Task objective: Reproduce the listing below word for word, starting at the line that contains "Where is the combine" and continuing through its final line.
◇ ◇ ◇ ◇
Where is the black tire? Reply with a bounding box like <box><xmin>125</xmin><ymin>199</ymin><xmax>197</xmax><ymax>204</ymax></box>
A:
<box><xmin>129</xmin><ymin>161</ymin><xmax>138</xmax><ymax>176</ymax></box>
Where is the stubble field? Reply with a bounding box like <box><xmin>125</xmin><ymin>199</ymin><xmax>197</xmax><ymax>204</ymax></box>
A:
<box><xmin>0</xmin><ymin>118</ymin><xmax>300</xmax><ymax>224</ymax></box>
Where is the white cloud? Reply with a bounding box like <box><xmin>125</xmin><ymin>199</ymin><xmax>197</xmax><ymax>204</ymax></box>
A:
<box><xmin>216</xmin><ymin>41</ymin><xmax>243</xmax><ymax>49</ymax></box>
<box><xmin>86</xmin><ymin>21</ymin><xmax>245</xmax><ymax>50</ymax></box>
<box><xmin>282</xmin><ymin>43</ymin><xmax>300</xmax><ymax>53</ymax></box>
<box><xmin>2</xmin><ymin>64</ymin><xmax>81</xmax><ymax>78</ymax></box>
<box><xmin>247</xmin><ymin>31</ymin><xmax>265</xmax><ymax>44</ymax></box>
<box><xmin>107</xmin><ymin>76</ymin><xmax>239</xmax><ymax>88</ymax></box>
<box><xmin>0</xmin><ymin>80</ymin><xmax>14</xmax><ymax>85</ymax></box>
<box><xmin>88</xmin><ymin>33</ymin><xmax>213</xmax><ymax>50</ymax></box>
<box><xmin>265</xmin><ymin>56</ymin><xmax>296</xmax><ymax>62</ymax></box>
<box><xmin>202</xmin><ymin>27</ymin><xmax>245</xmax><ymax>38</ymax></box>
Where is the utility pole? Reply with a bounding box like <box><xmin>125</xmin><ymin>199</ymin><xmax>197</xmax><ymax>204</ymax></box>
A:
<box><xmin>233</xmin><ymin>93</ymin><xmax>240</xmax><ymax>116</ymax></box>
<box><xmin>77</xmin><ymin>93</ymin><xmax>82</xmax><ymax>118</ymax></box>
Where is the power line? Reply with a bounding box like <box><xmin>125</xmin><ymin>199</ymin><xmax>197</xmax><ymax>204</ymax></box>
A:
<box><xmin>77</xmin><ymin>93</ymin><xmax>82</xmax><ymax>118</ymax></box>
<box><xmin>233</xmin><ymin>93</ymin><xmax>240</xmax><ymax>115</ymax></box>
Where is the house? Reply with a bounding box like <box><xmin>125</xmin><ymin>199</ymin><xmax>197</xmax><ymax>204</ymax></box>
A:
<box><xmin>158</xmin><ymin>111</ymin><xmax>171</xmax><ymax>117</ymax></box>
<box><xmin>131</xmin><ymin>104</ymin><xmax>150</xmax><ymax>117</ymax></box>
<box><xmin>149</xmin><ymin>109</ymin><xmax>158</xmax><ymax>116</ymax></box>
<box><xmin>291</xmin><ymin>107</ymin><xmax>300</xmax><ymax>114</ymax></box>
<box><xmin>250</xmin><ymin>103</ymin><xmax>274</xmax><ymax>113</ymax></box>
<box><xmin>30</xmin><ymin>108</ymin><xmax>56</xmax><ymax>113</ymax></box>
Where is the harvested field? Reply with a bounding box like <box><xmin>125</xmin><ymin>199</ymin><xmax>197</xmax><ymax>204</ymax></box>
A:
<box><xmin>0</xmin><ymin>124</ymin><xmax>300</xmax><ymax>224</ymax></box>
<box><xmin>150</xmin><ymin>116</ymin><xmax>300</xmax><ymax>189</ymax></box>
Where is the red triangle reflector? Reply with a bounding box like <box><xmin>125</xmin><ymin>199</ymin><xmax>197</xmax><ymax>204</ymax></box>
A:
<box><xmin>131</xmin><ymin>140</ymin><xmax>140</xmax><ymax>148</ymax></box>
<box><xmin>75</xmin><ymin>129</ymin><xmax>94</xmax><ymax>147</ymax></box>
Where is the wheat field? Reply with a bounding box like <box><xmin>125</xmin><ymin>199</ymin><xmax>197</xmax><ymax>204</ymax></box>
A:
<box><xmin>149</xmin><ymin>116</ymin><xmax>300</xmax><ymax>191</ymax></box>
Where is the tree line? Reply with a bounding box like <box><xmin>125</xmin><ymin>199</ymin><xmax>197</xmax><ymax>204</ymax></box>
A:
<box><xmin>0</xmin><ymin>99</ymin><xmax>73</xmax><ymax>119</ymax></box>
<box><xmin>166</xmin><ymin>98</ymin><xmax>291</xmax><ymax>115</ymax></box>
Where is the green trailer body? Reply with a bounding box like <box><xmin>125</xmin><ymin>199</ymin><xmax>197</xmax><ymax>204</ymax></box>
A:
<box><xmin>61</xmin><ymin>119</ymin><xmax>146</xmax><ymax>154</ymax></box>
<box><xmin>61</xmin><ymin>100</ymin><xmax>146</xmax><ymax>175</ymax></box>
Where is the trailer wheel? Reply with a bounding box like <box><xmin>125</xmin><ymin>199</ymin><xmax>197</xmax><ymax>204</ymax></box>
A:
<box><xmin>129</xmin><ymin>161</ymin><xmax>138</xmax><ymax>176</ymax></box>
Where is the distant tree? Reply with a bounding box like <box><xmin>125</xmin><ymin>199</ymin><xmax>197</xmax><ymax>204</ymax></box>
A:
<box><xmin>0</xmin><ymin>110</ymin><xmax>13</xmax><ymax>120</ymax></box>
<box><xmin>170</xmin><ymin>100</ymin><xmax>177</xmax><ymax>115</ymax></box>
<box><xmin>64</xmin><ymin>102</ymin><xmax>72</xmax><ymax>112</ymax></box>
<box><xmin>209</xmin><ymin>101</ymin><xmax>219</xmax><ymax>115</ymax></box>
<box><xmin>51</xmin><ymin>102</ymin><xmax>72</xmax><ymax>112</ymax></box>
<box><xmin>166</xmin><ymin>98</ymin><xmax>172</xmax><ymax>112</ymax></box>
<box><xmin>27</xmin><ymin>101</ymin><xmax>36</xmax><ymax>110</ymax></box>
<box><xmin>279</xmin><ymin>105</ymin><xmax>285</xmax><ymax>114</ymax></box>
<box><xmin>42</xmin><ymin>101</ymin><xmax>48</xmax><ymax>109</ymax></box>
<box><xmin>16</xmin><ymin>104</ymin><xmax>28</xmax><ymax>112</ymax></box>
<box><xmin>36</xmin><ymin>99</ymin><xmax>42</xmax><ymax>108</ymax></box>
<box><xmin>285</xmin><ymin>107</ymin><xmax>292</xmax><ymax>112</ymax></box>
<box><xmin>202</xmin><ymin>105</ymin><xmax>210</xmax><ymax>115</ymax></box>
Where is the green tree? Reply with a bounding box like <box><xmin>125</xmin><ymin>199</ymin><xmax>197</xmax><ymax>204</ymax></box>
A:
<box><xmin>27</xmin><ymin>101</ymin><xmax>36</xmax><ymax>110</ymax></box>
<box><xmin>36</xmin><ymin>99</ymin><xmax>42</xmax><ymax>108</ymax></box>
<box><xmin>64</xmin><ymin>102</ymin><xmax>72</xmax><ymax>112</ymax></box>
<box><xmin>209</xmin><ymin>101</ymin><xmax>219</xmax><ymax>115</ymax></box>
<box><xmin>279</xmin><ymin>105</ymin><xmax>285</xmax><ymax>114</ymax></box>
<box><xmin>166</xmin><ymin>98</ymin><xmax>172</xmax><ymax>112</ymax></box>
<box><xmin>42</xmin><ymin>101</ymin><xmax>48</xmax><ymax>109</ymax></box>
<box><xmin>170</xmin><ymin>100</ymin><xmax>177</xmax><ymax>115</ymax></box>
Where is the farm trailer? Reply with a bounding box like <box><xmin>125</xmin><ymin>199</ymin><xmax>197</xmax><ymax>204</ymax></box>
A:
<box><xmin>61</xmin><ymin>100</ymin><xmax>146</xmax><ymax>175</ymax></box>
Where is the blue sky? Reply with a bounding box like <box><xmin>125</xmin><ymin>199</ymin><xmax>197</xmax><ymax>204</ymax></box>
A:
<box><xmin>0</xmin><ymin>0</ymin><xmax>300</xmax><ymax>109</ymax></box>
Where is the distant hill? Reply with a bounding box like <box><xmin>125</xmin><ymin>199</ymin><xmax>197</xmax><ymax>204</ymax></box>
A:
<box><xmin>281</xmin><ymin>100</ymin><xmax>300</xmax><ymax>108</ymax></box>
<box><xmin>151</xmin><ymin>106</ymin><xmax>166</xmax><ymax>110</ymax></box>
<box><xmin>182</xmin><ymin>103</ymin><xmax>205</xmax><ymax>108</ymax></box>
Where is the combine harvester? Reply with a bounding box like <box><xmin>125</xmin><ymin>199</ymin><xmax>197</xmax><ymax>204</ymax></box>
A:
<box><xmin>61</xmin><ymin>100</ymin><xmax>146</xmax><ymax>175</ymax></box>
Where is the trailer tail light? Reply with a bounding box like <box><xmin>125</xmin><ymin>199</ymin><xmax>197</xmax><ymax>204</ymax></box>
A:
◇ ◇ ◇ ◇
Written solution:
Where is the combine harvester? Reply with a bounding box like <box><xmin>125</xmin><ymin>199</ymin><xmax>197</xmax><ymax>204</ymax></box>
A:
<box><xmin>61</xmin><ymin>100</ymin><xmax>146</xmax><ymax>175</ymax></box>
Where is the trailer tail light? Reply with a bounding box like <box><xmin>125</xmin><ymin>199</ymin><xmax>197</xmax><ymax>204</ymax></box>
A:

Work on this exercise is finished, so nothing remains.